**Source extract**.
Form ADV - Important Disclosure Information

Form ADV - Important Disclosure Information

The United States Securities and Exchange Commission (SEC) requires Registered Investment Advisors (RIAs) to update and file Form ADV annually. If you did not receive a Form ADV from your advisor, it's likely that you are working with a commissioned salesperson and you should seek advice elsewhere. Here is what Arthur Levitt, former SEC Chairman had to say about the difference between an independent Registered Investment Advisor, like our firm, and a broker:

“If you have more than $50,000 to invest, you should fire your broker and find an investment advisor. Brokerage firms would like for you to think that they perform the same functions as investment advisors. Many brokers call themselves ‘financial consultants’ or ‘financial advisors.’ But they are not the same as independent investment advisors.”

**What you will do**.
1. According to the Form ADV page, what does the SEC require Registered Investment Advisors to do each year?
2. Condense the Form ADV page's paragraph that opens with "The United States Securities and Exchange Commission" into a short bulleted list of its main facts.

**Rows**.
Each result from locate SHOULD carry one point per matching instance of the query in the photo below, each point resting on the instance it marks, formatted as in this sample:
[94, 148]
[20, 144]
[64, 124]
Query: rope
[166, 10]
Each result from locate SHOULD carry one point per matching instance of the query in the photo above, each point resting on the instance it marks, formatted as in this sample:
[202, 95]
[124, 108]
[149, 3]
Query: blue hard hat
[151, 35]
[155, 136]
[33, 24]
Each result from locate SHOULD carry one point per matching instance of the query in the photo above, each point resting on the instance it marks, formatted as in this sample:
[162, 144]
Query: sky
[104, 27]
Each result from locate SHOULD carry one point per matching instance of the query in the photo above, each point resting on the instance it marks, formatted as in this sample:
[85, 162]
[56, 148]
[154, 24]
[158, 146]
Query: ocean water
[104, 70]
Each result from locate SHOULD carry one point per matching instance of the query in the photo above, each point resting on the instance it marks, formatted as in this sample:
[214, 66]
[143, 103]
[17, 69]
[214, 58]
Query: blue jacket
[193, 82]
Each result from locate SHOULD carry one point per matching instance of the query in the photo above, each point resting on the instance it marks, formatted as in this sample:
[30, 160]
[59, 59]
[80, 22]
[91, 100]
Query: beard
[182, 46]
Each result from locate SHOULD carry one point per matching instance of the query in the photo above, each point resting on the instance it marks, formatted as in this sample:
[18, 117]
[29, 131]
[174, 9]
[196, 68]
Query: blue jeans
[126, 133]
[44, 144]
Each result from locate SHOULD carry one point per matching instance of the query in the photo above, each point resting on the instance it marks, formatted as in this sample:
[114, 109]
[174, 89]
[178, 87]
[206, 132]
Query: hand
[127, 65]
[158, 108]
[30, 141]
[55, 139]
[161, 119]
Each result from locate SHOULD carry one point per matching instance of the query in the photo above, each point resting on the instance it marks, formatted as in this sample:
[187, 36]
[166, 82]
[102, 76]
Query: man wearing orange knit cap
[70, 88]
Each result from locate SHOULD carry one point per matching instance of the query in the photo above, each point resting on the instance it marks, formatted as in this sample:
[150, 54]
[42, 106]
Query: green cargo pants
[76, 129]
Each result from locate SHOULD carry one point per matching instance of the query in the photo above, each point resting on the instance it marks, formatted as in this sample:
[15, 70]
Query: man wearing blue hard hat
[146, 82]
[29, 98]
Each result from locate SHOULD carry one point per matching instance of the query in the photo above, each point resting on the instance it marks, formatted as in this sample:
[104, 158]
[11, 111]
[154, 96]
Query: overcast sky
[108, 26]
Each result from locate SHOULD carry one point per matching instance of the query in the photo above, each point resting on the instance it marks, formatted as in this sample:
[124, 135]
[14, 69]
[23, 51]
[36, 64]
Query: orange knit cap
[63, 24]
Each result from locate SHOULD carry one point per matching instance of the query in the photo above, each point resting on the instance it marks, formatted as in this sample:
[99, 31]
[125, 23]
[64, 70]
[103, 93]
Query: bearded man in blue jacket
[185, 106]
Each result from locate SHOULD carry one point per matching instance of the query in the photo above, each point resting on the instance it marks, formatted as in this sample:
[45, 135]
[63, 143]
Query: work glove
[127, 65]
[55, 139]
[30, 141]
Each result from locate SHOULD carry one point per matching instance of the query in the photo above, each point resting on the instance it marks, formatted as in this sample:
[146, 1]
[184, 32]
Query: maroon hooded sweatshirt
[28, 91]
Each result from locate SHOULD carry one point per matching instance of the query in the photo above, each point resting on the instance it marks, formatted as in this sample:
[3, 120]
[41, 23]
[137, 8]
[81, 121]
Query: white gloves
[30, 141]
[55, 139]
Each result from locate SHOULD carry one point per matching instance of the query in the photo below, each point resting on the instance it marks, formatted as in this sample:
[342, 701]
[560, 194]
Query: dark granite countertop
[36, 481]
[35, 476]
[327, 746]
...
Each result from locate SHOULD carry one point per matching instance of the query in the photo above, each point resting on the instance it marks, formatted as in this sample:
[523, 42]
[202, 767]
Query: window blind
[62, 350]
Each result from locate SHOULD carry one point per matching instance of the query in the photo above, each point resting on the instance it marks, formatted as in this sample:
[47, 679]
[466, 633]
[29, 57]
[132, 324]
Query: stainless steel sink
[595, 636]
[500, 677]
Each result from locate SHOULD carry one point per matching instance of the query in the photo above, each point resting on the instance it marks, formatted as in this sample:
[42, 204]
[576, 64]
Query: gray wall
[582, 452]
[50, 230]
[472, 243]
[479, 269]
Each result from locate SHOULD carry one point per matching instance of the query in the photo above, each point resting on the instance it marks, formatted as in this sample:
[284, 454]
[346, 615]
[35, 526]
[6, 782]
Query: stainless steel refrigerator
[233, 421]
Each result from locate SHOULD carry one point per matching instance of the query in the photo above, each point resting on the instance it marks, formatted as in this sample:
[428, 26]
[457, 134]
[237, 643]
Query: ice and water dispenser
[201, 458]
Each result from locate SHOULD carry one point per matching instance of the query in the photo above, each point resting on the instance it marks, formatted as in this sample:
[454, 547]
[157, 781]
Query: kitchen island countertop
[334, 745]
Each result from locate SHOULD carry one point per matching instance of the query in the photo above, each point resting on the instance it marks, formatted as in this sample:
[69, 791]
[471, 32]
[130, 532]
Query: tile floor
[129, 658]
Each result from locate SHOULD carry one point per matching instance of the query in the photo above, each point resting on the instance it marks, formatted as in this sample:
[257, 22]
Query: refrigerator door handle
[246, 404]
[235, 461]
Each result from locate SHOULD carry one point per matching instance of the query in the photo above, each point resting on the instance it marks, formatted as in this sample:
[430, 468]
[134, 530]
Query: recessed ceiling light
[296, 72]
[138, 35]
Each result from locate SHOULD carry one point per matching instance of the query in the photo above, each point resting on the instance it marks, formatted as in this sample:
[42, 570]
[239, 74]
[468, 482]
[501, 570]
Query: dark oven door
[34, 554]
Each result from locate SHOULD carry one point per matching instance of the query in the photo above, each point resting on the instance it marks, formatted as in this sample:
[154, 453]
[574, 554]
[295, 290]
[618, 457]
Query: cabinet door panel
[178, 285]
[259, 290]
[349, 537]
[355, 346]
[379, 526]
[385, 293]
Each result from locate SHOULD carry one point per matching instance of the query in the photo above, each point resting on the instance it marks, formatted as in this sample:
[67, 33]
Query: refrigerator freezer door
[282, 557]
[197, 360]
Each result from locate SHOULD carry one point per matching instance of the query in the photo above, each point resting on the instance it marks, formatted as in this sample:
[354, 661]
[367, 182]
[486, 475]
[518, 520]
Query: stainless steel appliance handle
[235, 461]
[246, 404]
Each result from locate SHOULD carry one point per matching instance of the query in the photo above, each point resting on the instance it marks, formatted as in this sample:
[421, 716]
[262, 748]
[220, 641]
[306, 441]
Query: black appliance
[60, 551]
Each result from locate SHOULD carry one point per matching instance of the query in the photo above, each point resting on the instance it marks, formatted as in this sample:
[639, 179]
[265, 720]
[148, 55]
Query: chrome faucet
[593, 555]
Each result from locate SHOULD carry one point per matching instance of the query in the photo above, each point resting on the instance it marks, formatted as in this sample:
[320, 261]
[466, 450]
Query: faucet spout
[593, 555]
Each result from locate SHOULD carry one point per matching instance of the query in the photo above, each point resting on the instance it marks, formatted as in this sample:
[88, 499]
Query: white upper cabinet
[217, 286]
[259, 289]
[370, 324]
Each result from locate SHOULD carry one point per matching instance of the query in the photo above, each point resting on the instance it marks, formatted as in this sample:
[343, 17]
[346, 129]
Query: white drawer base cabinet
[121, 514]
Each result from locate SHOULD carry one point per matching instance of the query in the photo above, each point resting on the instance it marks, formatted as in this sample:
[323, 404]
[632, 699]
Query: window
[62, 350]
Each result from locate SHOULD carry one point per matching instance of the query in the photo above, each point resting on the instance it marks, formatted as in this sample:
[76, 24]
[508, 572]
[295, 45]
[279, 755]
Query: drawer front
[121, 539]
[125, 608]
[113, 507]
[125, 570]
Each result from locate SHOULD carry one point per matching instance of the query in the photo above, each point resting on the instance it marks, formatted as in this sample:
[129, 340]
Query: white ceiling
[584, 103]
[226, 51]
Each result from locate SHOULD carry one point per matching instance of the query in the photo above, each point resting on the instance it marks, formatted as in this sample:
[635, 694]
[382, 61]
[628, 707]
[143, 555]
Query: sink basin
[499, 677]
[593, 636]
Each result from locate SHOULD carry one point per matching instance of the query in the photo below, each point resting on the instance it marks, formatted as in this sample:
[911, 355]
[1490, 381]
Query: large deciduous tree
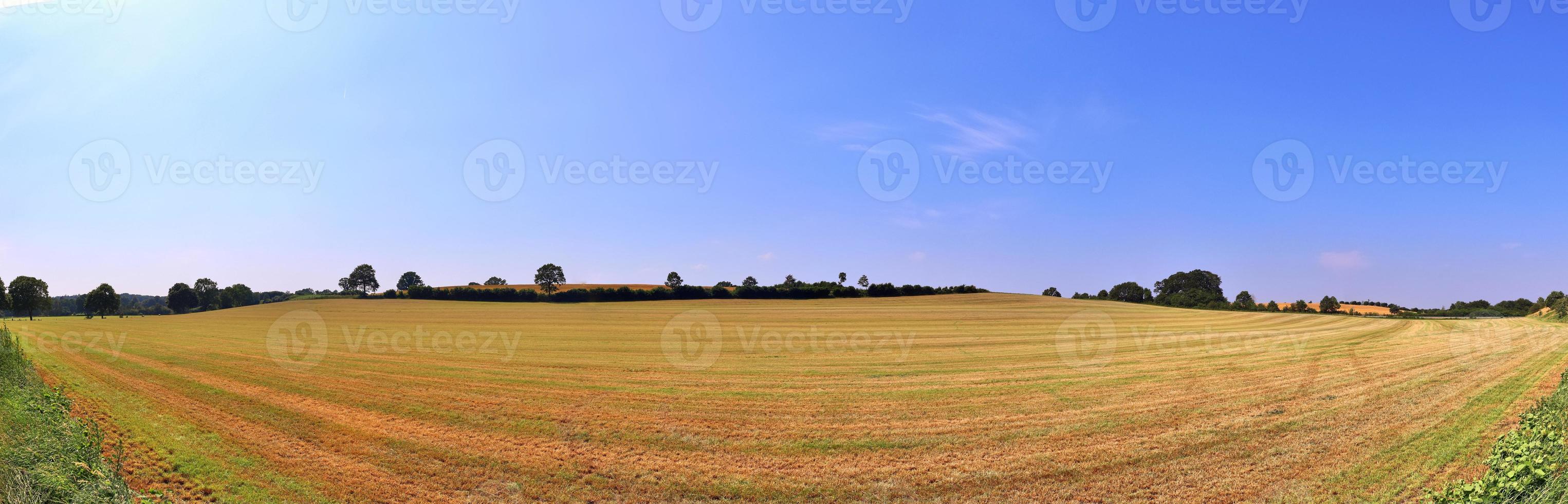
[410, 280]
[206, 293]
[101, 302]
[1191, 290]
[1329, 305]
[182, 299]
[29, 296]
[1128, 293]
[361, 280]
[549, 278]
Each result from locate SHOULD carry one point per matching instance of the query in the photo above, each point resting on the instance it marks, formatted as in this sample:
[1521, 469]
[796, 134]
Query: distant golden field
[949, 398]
* * *
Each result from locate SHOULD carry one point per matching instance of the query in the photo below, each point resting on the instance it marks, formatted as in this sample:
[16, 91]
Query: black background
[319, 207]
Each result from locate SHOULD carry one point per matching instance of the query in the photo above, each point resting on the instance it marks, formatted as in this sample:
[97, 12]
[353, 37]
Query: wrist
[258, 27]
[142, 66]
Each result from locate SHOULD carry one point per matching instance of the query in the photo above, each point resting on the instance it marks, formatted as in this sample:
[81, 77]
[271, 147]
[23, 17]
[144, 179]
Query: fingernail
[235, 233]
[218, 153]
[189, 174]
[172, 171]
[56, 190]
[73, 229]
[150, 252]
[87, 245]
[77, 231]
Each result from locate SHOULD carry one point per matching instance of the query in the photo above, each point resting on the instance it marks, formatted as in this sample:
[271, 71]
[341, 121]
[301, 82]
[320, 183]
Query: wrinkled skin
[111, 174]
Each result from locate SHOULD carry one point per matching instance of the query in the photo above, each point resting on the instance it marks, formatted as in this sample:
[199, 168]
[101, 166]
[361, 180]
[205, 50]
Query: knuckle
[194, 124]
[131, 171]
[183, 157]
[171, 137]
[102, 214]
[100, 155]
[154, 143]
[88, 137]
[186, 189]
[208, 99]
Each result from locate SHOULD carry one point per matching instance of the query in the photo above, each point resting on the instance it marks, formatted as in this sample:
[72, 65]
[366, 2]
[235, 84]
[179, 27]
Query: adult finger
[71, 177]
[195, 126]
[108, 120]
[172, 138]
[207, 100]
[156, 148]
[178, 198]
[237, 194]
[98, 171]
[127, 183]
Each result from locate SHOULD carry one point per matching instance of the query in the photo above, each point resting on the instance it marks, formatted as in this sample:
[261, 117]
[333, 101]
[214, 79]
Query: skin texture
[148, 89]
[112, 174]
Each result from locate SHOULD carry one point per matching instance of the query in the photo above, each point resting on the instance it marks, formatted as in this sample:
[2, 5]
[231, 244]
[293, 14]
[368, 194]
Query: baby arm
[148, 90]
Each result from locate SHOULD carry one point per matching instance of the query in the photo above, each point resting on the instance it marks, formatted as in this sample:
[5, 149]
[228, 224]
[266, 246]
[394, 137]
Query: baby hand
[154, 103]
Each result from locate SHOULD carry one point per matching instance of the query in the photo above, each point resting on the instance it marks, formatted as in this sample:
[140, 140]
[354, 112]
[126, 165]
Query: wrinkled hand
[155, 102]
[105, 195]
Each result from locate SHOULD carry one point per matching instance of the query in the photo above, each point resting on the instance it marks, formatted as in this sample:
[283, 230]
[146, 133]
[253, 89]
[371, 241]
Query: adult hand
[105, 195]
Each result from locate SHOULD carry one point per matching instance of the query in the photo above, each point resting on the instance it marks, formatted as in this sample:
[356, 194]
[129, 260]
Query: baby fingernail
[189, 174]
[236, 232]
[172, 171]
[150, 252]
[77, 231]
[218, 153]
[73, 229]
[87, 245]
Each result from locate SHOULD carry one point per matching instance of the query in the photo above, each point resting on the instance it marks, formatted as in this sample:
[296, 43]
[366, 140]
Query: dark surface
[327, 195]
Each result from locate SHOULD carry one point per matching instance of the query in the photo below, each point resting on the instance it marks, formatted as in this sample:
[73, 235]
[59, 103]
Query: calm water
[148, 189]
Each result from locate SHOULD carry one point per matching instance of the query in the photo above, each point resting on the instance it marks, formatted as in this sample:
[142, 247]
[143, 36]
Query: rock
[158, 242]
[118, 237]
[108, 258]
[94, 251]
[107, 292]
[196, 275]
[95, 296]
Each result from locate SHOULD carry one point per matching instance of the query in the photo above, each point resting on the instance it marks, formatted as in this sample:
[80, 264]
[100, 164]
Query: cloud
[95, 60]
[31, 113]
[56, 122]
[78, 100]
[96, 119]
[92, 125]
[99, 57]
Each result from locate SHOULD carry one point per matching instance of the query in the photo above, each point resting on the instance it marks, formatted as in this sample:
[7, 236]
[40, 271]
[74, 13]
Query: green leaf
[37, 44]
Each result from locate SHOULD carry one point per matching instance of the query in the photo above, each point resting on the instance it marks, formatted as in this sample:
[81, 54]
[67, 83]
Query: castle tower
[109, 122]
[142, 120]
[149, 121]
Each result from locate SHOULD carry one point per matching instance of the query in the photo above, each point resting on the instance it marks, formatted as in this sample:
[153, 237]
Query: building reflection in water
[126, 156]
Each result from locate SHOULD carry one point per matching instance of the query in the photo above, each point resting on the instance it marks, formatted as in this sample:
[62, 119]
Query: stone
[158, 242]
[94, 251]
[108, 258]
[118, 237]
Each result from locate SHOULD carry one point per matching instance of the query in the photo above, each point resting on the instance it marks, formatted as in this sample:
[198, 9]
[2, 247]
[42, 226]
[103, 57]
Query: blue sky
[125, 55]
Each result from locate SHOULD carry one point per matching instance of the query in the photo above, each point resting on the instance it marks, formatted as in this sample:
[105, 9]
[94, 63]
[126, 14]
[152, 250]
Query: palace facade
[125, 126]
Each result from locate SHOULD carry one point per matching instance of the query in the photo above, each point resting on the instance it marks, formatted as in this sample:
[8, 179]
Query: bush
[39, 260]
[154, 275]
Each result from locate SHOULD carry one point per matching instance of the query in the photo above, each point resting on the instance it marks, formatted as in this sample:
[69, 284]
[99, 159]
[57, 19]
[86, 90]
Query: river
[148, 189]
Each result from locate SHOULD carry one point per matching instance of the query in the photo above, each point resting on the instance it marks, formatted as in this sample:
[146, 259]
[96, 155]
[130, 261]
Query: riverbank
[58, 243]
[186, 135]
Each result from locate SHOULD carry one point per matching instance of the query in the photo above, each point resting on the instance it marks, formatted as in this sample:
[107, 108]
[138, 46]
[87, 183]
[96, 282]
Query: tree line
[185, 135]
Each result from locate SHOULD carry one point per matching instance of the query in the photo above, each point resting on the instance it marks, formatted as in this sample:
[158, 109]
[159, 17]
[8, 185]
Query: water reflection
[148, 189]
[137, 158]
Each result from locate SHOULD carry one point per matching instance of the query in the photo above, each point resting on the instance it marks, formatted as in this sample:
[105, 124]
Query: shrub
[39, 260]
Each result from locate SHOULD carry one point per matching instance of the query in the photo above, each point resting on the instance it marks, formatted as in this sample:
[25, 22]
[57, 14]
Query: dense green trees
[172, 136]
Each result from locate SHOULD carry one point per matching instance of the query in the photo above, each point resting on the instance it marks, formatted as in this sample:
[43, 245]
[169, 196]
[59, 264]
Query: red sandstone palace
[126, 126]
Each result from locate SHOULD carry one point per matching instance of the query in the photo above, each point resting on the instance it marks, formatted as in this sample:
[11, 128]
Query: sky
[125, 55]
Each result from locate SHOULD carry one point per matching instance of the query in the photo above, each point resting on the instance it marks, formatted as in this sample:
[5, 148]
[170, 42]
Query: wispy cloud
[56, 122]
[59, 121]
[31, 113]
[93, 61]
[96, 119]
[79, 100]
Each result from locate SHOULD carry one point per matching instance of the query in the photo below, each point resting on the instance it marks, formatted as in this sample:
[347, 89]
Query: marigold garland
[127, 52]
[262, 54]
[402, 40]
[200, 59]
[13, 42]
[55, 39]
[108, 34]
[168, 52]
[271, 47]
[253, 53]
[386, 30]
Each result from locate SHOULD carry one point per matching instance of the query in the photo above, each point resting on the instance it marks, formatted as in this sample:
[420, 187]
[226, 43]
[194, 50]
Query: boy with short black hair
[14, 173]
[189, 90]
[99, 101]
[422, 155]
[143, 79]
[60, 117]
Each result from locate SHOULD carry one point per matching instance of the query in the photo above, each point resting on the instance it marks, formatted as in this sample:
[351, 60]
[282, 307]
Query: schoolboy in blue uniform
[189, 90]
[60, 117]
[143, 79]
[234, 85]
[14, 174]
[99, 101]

**Responses to the exercise**.
1. Update and file Form ADV.

2.
- The SEC requires Registered Investment Advisors (RIAs) to update and file Form ADV every year.
- If your advisor gave you no Form ADV, you are likely working with a commissioned salesperson and should seek advice elsewhere.
- Former SEC Chairman Arthur Levitt spoke about the difference between an independent RIA, such as this firm, and a broker.